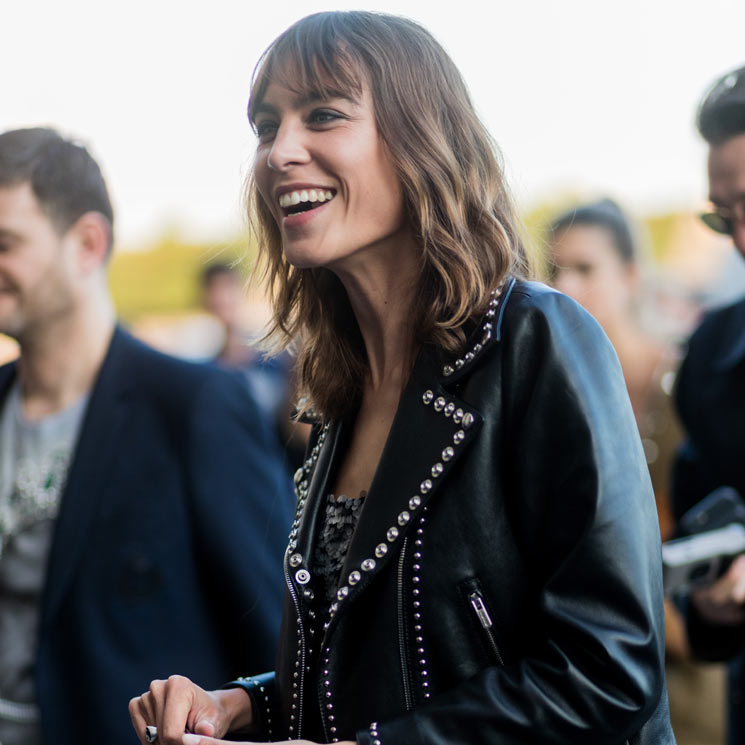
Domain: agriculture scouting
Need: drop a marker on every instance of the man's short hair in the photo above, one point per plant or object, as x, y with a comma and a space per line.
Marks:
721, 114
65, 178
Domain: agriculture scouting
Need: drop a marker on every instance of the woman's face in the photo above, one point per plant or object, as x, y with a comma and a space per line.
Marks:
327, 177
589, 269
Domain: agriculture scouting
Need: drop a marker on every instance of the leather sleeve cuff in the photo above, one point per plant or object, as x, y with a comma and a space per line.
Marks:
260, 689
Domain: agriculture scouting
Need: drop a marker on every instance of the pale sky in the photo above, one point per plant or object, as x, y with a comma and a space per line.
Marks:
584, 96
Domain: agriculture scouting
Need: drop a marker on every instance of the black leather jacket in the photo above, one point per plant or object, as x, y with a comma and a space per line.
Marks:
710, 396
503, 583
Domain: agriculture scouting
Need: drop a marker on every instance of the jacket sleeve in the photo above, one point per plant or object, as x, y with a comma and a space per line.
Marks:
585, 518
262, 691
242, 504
--
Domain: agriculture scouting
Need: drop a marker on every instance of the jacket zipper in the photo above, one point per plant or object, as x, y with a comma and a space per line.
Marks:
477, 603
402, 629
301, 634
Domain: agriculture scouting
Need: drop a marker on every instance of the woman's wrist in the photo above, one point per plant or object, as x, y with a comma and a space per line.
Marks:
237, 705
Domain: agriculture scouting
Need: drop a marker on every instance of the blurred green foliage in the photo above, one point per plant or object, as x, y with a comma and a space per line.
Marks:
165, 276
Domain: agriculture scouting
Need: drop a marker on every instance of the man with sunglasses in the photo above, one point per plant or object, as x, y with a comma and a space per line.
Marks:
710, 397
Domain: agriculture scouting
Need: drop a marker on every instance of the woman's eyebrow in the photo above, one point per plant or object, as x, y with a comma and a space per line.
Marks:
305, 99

Exercise objective ▸
Scan the lines above for the word "leather". Return each one that has it.

Exercise output ▸
Need: drop a marker on every instance of the leather sleeve cuff in the photo above, one point per plant or object, as x, y with a comma and a space per line.
Need: drop a marker on every instance of the black leather jacket in the photo above, one point per plant or object, as x, y with a comma and a space per line.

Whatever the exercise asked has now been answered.